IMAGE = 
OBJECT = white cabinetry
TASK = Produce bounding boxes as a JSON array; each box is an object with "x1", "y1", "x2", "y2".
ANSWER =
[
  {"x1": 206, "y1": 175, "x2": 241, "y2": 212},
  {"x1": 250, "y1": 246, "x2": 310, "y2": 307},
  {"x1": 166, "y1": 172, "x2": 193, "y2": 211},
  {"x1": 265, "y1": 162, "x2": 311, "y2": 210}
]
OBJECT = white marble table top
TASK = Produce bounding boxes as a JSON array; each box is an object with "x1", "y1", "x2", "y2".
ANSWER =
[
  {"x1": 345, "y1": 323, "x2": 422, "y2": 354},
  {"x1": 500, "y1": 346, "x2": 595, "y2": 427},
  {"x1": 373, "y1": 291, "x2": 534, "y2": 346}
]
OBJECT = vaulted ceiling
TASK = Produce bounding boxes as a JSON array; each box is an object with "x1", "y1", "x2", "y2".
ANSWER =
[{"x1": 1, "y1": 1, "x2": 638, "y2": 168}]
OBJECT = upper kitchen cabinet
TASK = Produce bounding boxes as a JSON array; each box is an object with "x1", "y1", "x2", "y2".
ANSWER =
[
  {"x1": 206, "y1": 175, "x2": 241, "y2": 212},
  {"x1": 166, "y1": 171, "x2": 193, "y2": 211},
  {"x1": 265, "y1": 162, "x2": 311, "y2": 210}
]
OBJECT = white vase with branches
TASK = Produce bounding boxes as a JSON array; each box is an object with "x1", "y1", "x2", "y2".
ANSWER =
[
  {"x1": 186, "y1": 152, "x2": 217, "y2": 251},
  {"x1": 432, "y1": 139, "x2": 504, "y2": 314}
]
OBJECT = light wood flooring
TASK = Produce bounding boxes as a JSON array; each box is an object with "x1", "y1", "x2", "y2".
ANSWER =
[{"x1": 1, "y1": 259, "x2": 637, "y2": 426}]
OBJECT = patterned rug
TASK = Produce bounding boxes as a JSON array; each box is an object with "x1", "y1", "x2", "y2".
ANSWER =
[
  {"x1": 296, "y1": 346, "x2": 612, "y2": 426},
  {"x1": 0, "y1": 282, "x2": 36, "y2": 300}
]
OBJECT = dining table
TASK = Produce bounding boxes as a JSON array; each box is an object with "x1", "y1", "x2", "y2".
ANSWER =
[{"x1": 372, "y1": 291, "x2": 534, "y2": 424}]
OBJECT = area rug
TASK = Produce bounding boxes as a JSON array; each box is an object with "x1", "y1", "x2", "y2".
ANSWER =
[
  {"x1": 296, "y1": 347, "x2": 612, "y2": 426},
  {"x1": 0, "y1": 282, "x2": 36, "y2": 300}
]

——————————

### PROBLEM DESCRIPTION
Copy out each line of the listing that contains the word "white".

### TASK RESULT
OBJECT = white cabinetry
OBJECT = white marble table top
OBJECT = white vase with branches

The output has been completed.